Recorded information:
....
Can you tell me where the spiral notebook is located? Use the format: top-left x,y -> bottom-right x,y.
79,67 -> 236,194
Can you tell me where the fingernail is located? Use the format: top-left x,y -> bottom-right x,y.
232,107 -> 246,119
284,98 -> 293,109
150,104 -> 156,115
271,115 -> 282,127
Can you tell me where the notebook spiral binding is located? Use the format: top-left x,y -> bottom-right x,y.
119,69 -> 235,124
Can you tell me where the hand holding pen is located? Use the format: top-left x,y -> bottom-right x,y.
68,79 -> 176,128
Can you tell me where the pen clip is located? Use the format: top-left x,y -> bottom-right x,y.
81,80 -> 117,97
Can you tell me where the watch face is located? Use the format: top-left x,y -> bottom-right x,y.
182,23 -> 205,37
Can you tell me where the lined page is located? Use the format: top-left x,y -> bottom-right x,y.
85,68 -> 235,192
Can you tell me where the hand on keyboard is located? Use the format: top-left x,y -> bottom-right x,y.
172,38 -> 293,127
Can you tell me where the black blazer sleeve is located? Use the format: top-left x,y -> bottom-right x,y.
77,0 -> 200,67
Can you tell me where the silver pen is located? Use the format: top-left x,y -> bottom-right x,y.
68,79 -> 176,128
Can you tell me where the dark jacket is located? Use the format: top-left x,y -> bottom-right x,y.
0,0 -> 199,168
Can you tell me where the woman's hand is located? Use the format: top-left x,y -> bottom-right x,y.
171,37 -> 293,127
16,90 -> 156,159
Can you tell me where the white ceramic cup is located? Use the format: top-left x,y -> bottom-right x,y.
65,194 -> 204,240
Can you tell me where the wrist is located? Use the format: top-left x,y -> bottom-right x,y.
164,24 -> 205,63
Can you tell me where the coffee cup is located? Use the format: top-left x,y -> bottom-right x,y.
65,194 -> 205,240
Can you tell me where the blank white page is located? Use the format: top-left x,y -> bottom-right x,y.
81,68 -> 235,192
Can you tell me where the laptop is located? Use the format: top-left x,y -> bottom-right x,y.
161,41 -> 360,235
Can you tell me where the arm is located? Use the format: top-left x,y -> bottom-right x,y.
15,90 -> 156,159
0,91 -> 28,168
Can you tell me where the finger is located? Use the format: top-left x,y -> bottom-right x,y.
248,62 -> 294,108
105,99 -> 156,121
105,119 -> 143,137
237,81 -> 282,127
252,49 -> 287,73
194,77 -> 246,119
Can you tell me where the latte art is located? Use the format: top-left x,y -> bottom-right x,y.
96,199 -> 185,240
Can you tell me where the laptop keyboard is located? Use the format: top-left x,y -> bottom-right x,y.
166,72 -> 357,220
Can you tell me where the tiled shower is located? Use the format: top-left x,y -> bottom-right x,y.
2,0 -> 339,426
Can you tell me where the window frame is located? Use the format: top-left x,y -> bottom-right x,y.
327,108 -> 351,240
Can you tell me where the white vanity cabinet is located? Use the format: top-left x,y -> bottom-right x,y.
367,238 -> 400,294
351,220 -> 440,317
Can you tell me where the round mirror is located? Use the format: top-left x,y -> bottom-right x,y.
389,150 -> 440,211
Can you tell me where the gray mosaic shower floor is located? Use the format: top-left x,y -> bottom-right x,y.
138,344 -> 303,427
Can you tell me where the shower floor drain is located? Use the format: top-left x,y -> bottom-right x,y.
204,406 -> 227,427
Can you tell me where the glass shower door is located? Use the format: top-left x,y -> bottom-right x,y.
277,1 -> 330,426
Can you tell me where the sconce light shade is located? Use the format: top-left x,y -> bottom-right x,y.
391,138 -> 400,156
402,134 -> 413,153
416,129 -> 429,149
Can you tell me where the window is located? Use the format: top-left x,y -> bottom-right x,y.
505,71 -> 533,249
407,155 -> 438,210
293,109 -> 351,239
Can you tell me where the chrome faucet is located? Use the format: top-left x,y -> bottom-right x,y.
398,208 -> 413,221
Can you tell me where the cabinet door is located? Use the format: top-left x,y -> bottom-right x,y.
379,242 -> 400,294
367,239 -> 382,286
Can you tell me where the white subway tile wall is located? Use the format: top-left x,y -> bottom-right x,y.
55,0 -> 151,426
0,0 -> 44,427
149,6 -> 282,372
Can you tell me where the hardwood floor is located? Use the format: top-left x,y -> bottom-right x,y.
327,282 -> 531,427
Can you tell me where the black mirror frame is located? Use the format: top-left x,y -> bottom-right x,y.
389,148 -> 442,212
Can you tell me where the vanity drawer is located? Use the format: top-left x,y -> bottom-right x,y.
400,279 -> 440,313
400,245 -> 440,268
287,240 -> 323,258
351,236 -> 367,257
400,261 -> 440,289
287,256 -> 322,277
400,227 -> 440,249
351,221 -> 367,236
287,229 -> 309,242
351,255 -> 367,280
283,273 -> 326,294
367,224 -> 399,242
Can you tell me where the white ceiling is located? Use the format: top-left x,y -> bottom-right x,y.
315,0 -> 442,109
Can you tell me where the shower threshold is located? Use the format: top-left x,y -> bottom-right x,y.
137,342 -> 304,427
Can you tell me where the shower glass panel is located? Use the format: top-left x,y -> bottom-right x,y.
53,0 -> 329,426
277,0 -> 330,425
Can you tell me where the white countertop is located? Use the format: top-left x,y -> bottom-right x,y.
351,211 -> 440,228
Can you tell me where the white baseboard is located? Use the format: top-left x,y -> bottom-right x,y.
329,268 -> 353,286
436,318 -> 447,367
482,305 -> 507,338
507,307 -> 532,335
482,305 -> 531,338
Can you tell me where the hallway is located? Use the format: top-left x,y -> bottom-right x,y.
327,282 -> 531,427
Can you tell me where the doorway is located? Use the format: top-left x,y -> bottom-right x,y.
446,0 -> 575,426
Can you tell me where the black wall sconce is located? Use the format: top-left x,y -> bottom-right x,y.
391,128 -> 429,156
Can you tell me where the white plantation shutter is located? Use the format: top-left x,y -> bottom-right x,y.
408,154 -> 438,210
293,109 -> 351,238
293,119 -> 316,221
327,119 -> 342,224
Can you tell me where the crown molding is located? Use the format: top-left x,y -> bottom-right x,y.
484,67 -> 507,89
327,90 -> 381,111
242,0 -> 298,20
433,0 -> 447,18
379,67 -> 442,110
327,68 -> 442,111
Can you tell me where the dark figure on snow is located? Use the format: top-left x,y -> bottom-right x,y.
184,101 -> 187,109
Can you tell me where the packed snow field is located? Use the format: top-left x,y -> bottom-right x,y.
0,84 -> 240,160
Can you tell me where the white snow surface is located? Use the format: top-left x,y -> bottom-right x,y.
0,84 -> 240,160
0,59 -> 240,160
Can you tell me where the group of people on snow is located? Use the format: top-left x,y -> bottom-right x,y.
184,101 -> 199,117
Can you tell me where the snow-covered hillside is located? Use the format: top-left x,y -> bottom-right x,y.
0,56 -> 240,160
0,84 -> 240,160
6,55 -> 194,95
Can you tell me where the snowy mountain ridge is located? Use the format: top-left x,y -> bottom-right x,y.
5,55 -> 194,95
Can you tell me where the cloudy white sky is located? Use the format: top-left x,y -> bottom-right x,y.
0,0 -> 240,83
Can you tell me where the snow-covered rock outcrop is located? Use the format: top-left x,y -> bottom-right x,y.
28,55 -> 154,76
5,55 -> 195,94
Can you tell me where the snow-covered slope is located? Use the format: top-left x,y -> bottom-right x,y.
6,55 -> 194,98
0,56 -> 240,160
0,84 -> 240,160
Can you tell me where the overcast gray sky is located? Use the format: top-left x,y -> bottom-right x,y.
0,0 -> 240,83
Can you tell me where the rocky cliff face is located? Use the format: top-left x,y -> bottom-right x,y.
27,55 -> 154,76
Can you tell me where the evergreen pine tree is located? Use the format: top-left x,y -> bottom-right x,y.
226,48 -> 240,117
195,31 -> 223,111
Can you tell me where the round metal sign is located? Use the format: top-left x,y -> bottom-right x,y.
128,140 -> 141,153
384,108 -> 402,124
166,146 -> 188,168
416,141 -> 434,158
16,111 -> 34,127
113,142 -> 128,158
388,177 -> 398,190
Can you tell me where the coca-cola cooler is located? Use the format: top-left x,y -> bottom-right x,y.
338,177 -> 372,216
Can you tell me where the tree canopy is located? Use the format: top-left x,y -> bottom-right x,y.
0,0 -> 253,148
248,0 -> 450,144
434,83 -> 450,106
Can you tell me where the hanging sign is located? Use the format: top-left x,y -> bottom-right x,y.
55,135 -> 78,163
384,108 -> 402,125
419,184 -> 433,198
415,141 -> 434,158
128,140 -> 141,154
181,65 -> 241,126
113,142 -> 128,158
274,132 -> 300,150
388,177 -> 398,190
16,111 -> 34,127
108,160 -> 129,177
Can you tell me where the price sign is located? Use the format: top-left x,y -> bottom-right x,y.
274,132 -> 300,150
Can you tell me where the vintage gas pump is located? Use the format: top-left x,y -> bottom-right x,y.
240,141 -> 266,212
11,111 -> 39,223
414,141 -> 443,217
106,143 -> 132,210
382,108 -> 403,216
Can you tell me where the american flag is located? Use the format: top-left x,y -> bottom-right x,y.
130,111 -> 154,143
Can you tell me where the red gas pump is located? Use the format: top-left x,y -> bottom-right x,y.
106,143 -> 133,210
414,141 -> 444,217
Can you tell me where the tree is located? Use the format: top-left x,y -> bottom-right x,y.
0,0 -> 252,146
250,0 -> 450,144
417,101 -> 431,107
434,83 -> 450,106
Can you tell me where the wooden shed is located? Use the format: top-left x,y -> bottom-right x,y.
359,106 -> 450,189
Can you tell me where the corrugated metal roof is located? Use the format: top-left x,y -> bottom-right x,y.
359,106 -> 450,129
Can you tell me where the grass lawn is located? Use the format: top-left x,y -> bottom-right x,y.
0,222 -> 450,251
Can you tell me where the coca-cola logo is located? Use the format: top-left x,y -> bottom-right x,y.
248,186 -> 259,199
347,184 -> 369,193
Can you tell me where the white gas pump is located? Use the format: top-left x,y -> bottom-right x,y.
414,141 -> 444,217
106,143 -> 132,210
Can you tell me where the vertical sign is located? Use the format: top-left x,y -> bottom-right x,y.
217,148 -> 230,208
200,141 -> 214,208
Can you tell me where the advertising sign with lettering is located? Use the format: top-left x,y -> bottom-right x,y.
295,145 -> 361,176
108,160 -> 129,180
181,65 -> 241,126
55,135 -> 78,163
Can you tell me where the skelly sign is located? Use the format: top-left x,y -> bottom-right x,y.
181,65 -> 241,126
....
Exercise prompt:
Copy the part of the data above that opens with the line containing "Can you tell me where the corrugated" and closes with the line containing "0,222 -> 450,251", keeping every line exactly the same.

Output of the exercise:
Can you tell me where the corrugated metal roof is located? Use the format: top-left x,y -> bottom-right x,y.
359,106 -> 450,129
Can you tell me where the grass lawn is located? Use the format: top-left x,y -> bottom-right x,y.
0,222 -> 450,251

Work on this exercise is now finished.